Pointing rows

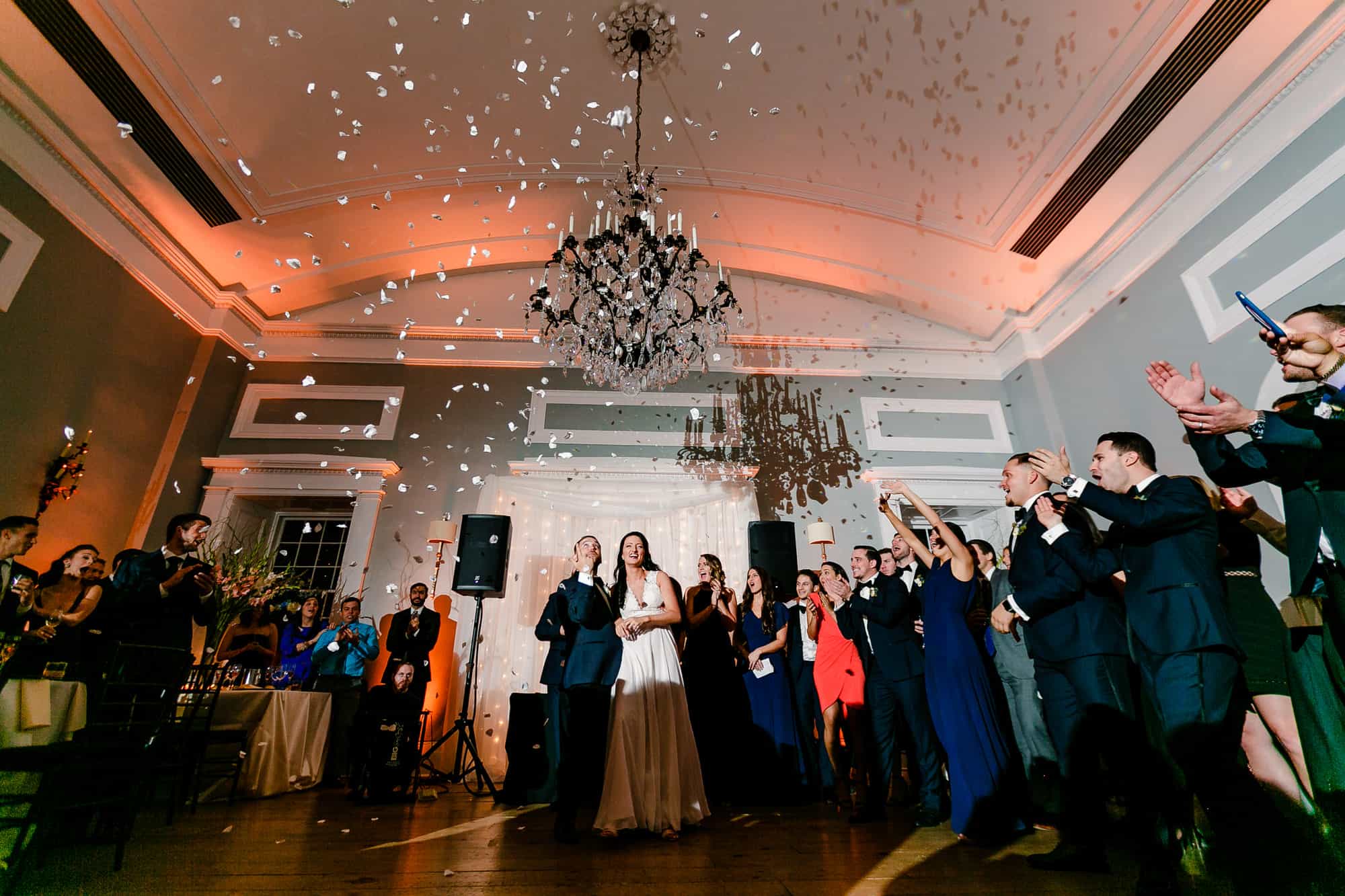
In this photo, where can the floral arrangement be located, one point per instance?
(245, 577)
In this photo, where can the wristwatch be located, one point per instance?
(1257, 428)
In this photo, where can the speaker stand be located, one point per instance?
(467, 760)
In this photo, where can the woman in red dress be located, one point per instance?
(839, 674)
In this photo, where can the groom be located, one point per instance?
(591, 666)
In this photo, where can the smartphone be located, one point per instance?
(1258, 315)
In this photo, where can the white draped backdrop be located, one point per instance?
(683, 517)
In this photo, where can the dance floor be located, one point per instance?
(318, 842)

BRIEF — Retype all of the rows above word for word, omitting the pictures.

TASK OUTPUT —
In this photo, where can the floral arrangement be located, one point per instance?
(245, 577)
In this photo, where can the wristwatch be located, one point per instance?
(1257, 428)
In this photo, where can the speaker stand be located, one point per instance?
(467, 760)
In this photo, where can the woman in red dress be located, one point per instance?
(839, 674)
In this photo, where can the groom be located, one point per instance?
(591, 666)
In this photo, where can the smartphone be located, one point per instance?
(1258, 315)
In this photo, where can the white draped backdrop be located, one point per instance?
(683, 517)
In this photo, where can the dance floor be located, one point per instance?
(318, 842)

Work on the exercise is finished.